▶ [SCHRIFTLICHE AUFGABE]:
Zieh aus den Zeilen unten jede heraus, in der das Wort „metal“ vorkommt. Groß- und Kleinschreibung zählt dabei.

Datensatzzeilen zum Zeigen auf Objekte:
================

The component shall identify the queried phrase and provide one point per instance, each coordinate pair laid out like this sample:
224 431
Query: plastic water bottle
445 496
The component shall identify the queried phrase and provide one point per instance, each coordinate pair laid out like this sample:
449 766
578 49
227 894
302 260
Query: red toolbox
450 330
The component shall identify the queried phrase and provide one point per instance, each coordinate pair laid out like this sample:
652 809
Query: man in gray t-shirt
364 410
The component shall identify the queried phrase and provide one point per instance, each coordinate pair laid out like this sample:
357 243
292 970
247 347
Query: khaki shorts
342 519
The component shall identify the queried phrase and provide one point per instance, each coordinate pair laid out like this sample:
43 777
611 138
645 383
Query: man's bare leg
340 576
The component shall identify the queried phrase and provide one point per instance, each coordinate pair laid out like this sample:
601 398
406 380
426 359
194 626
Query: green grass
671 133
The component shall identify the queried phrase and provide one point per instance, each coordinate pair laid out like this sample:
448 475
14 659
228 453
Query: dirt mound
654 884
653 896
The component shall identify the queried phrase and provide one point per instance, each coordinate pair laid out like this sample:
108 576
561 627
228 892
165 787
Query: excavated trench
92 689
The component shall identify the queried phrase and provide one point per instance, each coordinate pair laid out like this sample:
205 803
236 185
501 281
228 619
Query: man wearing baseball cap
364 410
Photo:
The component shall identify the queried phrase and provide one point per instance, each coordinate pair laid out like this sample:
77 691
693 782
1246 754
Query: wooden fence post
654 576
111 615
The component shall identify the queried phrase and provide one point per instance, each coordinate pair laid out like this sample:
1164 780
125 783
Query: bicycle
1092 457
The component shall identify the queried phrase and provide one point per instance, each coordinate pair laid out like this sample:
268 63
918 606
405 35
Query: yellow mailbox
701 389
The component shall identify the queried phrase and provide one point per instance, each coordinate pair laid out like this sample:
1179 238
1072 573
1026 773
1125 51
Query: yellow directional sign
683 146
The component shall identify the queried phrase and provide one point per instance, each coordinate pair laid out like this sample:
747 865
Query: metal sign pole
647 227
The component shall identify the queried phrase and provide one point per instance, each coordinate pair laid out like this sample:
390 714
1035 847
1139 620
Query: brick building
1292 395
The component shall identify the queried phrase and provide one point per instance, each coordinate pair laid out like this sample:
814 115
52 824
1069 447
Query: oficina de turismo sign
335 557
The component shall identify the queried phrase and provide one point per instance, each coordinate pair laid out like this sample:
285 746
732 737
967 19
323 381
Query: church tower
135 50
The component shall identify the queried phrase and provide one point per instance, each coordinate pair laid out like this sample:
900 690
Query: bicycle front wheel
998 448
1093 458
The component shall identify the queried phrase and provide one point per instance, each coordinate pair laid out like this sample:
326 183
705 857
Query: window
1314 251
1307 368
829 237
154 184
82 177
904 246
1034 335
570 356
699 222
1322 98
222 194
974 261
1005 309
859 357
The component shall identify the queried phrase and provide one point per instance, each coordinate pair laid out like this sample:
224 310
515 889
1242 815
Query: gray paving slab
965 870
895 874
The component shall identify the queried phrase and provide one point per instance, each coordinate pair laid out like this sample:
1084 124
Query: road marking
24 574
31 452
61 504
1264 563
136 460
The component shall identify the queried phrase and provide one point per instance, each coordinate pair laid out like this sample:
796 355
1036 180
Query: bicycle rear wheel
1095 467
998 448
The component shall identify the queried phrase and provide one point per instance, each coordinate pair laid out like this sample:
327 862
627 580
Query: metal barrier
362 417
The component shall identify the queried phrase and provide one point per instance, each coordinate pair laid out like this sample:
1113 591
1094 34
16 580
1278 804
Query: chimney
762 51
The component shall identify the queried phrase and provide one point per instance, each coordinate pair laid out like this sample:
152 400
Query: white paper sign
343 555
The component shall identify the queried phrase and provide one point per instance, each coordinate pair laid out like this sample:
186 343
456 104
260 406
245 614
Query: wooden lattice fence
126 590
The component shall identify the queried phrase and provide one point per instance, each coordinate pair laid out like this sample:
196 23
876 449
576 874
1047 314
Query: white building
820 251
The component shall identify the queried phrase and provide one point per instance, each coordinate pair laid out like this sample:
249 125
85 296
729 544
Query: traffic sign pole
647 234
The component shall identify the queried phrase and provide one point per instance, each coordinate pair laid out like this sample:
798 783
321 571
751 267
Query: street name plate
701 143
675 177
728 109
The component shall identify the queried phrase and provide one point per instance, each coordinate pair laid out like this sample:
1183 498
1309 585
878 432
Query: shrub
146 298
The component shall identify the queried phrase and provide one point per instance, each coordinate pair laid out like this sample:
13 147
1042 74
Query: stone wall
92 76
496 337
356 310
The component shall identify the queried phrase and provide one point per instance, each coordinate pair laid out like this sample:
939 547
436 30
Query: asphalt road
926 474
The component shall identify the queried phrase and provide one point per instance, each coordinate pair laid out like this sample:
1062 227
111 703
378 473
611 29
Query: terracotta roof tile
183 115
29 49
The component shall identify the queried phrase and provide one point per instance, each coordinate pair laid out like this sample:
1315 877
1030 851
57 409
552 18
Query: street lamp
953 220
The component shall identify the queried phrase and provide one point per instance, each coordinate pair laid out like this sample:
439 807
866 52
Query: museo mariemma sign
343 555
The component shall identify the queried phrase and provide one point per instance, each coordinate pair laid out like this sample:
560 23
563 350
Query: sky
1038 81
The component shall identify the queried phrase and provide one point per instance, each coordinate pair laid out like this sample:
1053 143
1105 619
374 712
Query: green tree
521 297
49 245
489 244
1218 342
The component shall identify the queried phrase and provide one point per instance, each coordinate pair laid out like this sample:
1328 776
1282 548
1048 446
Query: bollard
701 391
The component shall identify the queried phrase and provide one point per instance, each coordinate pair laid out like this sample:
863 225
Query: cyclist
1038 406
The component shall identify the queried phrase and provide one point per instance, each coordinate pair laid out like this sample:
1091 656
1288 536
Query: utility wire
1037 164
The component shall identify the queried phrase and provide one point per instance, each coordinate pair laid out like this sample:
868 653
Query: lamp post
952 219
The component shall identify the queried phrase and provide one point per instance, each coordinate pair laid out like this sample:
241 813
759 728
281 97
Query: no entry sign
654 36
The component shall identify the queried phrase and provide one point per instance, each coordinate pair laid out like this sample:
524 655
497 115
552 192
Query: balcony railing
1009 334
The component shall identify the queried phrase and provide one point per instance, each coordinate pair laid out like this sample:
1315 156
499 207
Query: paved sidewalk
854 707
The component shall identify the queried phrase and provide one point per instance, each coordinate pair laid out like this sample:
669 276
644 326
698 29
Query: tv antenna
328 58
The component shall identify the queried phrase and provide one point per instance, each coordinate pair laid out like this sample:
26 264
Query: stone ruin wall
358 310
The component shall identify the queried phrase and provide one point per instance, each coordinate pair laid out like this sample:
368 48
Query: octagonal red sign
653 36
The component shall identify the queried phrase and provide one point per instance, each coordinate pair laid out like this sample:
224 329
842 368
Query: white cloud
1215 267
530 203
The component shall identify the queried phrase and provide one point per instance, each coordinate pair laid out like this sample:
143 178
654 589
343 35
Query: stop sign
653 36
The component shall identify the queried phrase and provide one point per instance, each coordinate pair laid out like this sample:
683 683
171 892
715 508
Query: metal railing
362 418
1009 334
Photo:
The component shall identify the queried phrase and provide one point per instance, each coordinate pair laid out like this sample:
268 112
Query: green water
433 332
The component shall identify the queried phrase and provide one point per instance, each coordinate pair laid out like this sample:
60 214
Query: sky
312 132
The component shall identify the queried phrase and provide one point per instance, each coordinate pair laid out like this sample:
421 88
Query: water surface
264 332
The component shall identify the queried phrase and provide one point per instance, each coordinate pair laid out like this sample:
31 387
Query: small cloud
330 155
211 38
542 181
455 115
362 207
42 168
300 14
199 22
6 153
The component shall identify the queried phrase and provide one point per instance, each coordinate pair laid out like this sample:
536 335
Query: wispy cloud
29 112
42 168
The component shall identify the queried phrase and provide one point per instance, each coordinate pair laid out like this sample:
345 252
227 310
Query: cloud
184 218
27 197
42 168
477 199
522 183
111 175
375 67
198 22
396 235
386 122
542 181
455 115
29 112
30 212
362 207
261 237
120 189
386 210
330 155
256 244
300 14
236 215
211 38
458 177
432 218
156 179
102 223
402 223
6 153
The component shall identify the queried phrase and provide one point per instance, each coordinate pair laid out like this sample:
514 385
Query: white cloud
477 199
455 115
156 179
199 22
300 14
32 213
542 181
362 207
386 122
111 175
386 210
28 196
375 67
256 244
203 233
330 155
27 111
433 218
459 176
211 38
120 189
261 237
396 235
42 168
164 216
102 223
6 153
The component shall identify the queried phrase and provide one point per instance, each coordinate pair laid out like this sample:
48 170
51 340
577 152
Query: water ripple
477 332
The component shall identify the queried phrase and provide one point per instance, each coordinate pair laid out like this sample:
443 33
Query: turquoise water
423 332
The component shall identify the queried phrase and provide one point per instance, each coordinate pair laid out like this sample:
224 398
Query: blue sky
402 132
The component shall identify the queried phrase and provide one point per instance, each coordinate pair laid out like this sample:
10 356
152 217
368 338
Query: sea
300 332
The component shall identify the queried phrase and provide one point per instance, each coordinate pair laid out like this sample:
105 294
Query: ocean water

================

▶ [LÖSUNG DER AUFGABE]:
Query: metal sign pole
Query: metal barrier
Query: metal railing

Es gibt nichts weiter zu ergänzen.